-- START Dataset --

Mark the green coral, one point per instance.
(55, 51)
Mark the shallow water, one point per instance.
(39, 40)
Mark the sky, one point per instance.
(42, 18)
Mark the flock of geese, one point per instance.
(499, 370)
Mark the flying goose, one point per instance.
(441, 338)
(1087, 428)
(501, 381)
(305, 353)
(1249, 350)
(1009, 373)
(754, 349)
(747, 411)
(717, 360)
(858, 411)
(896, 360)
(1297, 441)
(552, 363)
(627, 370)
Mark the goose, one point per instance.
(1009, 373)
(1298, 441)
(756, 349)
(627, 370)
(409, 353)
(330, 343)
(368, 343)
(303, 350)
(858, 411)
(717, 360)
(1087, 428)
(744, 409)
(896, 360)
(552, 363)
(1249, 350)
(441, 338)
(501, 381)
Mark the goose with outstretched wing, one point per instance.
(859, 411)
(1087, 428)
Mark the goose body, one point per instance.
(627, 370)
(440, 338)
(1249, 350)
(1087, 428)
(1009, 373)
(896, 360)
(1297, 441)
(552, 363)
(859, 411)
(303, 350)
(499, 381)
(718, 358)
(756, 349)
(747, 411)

-- END Dataset --
-- START Dataset --

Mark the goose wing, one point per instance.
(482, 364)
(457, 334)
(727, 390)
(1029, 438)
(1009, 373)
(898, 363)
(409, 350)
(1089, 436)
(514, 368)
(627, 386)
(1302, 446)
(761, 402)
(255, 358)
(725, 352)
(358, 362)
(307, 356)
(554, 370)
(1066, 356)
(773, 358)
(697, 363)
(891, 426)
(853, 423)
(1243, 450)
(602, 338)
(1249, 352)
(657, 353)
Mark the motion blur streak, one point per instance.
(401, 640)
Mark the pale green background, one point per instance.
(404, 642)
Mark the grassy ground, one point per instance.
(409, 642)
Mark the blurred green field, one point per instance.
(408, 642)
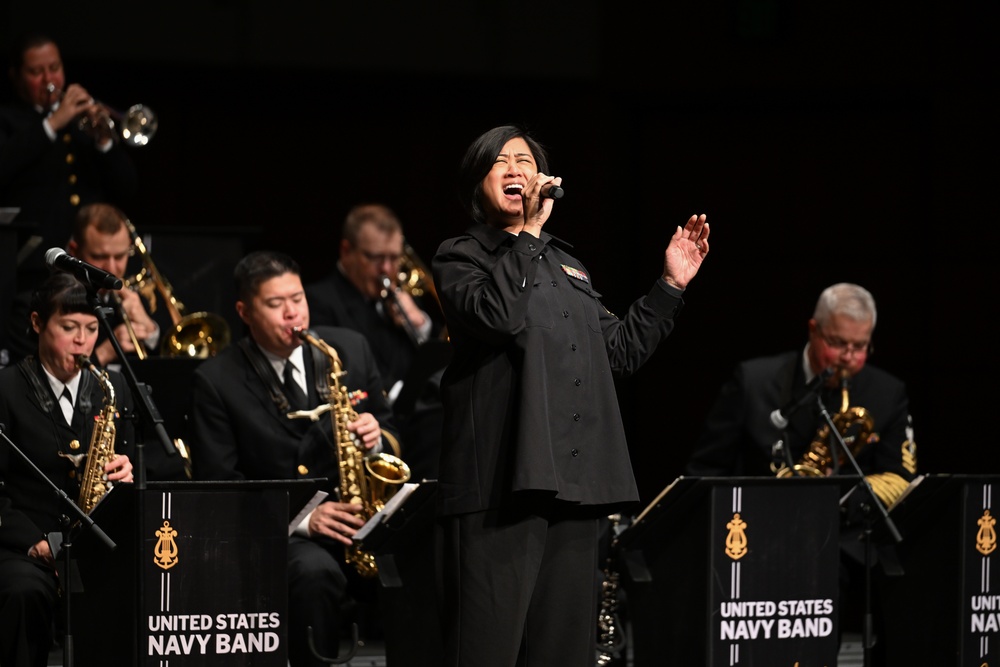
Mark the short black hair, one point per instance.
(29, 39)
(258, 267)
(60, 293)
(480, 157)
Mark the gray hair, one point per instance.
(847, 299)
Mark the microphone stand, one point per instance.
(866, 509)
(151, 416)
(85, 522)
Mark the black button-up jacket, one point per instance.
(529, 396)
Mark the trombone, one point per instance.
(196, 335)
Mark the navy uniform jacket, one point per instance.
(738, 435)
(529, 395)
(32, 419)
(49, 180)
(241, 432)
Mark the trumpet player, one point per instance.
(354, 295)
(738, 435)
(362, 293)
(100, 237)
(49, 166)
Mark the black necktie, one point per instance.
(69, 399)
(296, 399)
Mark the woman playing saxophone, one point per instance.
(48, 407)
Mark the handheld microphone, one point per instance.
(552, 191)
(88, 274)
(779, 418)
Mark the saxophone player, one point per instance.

-- END Dataset --

Recast the material from the line with "Mark the trumpet" to the line with "Mark the saxophone", both ends included, as a Markdown table with the columns Row and Entry. Give each line its row number and skip blank lines.

Solved exercise:
| Row | Entry |
|---|---|
| 1 | Mark the trumpet player, one point per instance. |
| 2 | (354, 295) |
| 3 | (738, 435) |
| 4 | (362, 293) |
| 5 | (100, 237) |
| 6 | (49, 166) |
| 7 | Mark the black necktie, one point per instance. |
| 8 | (69, 399) |
| 9 | (296, 399) |
| 10 | Mark the woman playing saxophone, one point per instance. |
| 11 | (48, 407) |
| 12 | Mark the handheld microphone, one point per instance. |
| 13 | (552, 191) |
| 14 | (88, 274) |
| 15 | (779, 418) |
| 16 | Mark the saxophone player, one point per instance. |